### WHAT THIS TASK INVOLVES
Copy every line from the line with "One marker belongs on each instance of the goat" to the line with "[(316, 161)]", raising each coordinate in the answers by 22 and leaving all other wording unchanged.

### SOURCE DATA
'''
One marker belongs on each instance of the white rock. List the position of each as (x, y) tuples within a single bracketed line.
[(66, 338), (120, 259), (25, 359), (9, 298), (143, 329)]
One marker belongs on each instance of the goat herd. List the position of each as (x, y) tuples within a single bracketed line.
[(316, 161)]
'''
'''
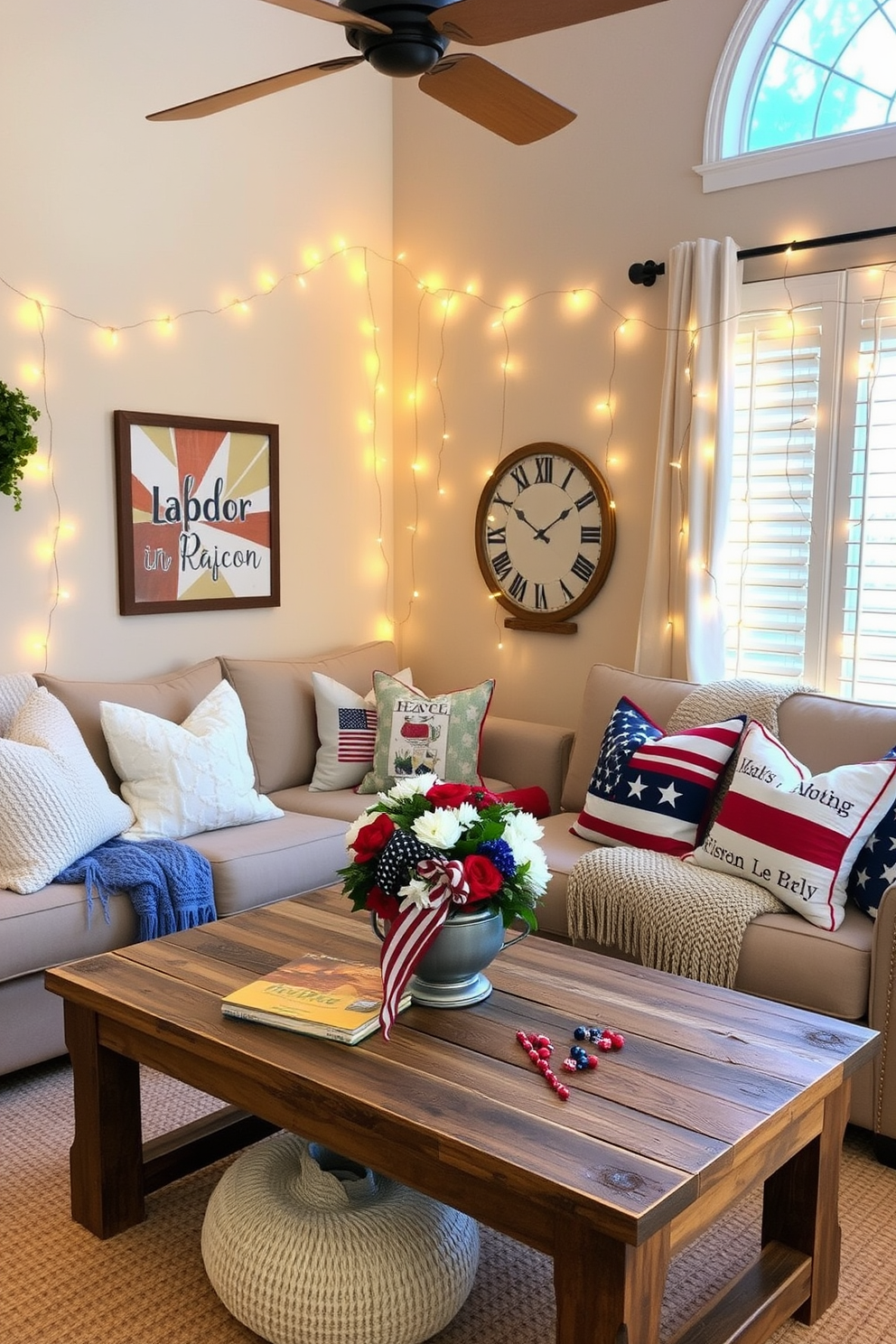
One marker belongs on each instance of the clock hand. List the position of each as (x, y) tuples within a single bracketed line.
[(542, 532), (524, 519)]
'''
### TASK RESPONSE
One marker belongs on each instance of the goat herd. List the position of each as (x, y) tuples within a single bracketed line.
[(338, 183)]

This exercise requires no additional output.